RECORDS -
== Segment start ==
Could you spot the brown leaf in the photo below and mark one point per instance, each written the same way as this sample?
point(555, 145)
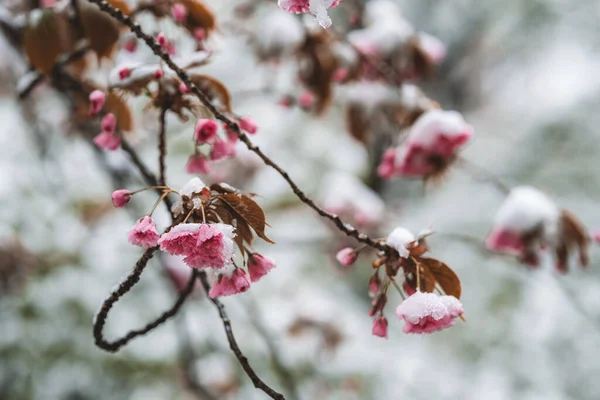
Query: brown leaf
point(213, 88)
point(47, 36)
point(100, 29)
point(116, 105)
point(249, 211)
point(445, 277)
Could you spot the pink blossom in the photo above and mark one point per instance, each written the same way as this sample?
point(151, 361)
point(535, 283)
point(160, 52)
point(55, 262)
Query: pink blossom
point(199, 35)
point(228, 284)
point(386, 169)
point(380, 327)
point(162, 41)
point(108, 123)
point(428, 312)
point(433, 140)
point(203, 245)
point(206, 130)
point(158, 74)
point(184, 89)
point(197, 164)
point(346, 256)
point(130, 45)
point(97, 99)
point(259, 266)
point(179, 12)
point(124, 73)
point(374, 285)
point(247, 124)
point(121, 197)
point(340, 75)
point(108, 140)
point(222, 149)
point(306, 99)
point(144, 233)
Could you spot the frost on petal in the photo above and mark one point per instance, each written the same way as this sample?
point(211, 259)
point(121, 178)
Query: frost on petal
point(144, 233)
point(181, 240)
point(259, 266)
point(399, 239)
point(427, 312)
point(194, 185)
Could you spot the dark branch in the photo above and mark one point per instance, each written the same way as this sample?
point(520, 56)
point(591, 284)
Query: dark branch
point(131, 280)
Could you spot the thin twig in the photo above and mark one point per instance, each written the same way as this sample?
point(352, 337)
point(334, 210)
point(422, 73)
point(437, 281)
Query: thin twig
point(131, 280)
point(137, 30)
point(258, 383)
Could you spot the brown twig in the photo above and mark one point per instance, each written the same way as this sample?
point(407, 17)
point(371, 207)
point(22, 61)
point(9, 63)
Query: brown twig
point(131, 280)
point(149, 40)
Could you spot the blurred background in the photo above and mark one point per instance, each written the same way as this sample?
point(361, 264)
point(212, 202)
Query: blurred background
point(524, 73)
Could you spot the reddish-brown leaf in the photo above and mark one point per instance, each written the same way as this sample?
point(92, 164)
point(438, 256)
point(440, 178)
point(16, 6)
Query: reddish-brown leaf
point(247, 209)
point(446, 278)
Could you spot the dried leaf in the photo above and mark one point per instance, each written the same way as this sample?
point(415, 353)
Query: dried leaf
point(249, 211)
point(47, 36)
point(445, 277)
point(116, 105)
point(213, 88)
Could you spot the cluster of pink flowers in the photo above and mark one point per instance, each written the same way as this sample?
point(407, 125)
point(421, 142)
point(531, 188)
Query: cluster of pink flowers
point(109, 138)
point(432, 143)
point(428, 312)
point(207, 133)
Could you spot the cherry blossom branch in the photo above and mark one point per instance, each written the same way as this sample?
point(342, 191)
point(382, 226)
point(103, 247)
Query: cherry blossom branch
point(150, 42)
point(125, 286)
point(258, 383)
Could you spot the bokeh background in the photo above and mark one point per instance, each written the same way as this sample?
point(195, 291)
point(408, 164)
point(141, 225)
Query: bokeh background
point(525, 74)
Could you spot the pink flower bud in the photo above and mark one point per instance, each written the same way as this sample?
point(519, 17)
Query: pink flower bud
point(197, 165)
point(199, 35)
point(259, 266)
point(144, 233)
point(121, 197)
point(346, 256)
point(179, 13)
point(124, 73)
point(380, 327)
point(162, 41)
point(97, 99)
point(222, 149)
point(306, 99)
point(130, 45)
point(247, 124)
point(206, 130)
point(158, 74)
point(109, 123)
point(184, 89)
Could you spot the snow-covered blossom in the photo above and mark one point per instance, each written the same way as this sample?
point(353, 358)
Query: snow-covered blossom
point(121, 197)
point(318, 8)
point(346, 256)
point(345, 194)
point(230, 281)
point(247, 124)
point(432, 143)
point(206, 130)
point(526, 222)
point(97, 99)
point(380, 327)
point(222, 149)
point(144, 233)
point(193, 186)
point(202, 245)
point(259, 266)
point(400, 239)
point(197, 164)
point(428, 312)
point(179, 12)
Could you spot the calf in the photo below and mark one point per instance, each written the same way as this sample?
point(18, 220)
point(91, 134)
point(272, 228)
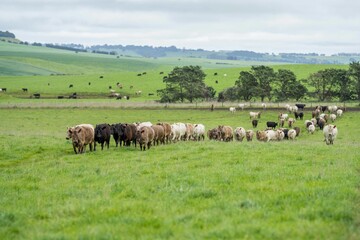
== Segment end ==
TO DO -
The records above should be repeated exactly, with no pictures in the copy.

RESULT OF THIS TASK -
Could you spot the brown leaf in the photo below and mark one point per instance, each written the same way as this sample?
point(555, 145)
Query: brown leaf
point(213, 88)
point(47, 36)
point(100, 29)
point(116, 105)
point(249, 211)
point(445, 277)
Could you spot the pink blossom in the photo above and mark one point per instance, each written the same way as this sample?
point(151, 361)
point(535, 283)
point(160, 52)
point(55, 262)
Query: pink blossom
point(199, 35)
point(228, 284)
point(386, 169)
point(380, 327)
point(162, 41)
point(108, 123)
point(428, 312)
point(433, 140)
point(203, 245)
point(206, 130)
point(158, 74)
point(184, 89)
point(197, 164)
point(346, 256)
point(130, 45)
point(97, 99)
point(259, 266)
point(179, 12)
point(124, 73)
point(374, 285)
point(247, 124)
point(121, 197)
point(340, 75)
point(108, 140)
point(222, 149)
point(306, 99)
point(144, 233)
Could you spot the frost on petal in the photo above and mark one point per instance, each written the same way as this sample?
point(211, 259)
point(121, 178)
Query: frost on petal
point(144, 233)
point(181, 240)
point(259, 266)
point(399, 239)
point(427, 312)
point(194, 185)
Could you spot the dark branch in the photo above and mark one point per instance, each written the same way as this sample?
point(520, 56)
point(591, 284)
Query: dark branch
point(131, 280)
Could you spot the thin twig in the photo above and mark one point per instance, each written the same way as this sample?
point(352, 337)
point(334, 210)
point(422, 73)
point(437, 281)
Query: thin twig
point(131, 280)
point(137, 30)
point(258, 383)
Could you spot the brown twig in the photo above and mark one point per instance, each written the same way as this sample?
point(407, 17)
point(371, 207)
point(22, 61)
point(9, 63)
Query: brown twig
point(131, 280)
point(149, 40)
Could you spot the blurred background in the photo above and mark one point per instance, each written the same way as this sample?
point(361, 264)
point(212, 202)
Query: blurred background
point(524, 73)
Could you spot the reddish-brown leaf in the photo above and mark one point per instance, each written the same way as this sample?
point(92, 164)
point(438, 256)
point(440, 178)
point(16, 6)
Query: reddish-brown leaf
point(247, 209)
point(446, 278)
Could you spot the dried leaf in the photo above and mark one point per instance, each written the same way as this sample?
point(415, 353)
Query: dried leaf
point(249, 211)
point(47, 36)
point(445, 277)
point(116, 105)
point(213, 88)
Could you spot the cluster of pink flowers in the photo above and mark one point per instance, each written the same way as this sample?
point(407, 125)
point(421, 142)
point(531, 188)
Query: cluster of pink flowers
point(109, 138)
point(432, 143)
point(428, 312)
point(207, 133)
Could you spot the cherry blossom branch in the photo above and mark one point per instance, each written the same way as this sample?
point(342, 191)
point(382, 226)
point(103, 247)
Query: cherry blossom branch
point(150, 42)
point(125, 286)
point(258, 383)
Could you spot the bokeh background in the photo above and mark one point per instance, each written the same way as this sample?
point(195, 291)
point(408, 164)
point(141, 225)
Query: bokeh background
point(525, 74)
Could you spot the pink flower bud in the photo above and mark one point per instance, each written the same way as this sample?
point(519, 17)
Query: pink flower bud
point(197, 165)
point(199, 35)
point(259, 266)
point(144, 233)
point(121, 197)
point(346, 256)
point(179, 13)
point(124, 73)
point(380, 327)
point(162, 41)
point(97, 99)
point(222, 149)
point(306, 99)
point(130, 45)
point(247, 124)
point(206, 130)
point(158, 74)
point(109, 123)
point(184, 89)
Could you spot the snow-covered blossom in the photo above and mark one point per instance, each written the same way as this sample?
point(353, 358)
Query: snow-covered blossom
point(121, 197)
point(318, 8)
point(346, 256)
point(345, 194)
point(230, 281)
point(247, 124)
point(432, 143)
point(206, 130)
point(526, 222)
point(97, 99)
point(380, 327)
point(222, 149)
point(144, 233)
point(193, 186)
point(202, 245)
point(259, 266)
point(400, 239)
point(197, 164)
point(428, 312)
point(179, 12)
Could you spot the calf in the photo below and mark one point per instance, each written the same way as this sample?
point(18, 220)
point(91, 134)
point(272, 228)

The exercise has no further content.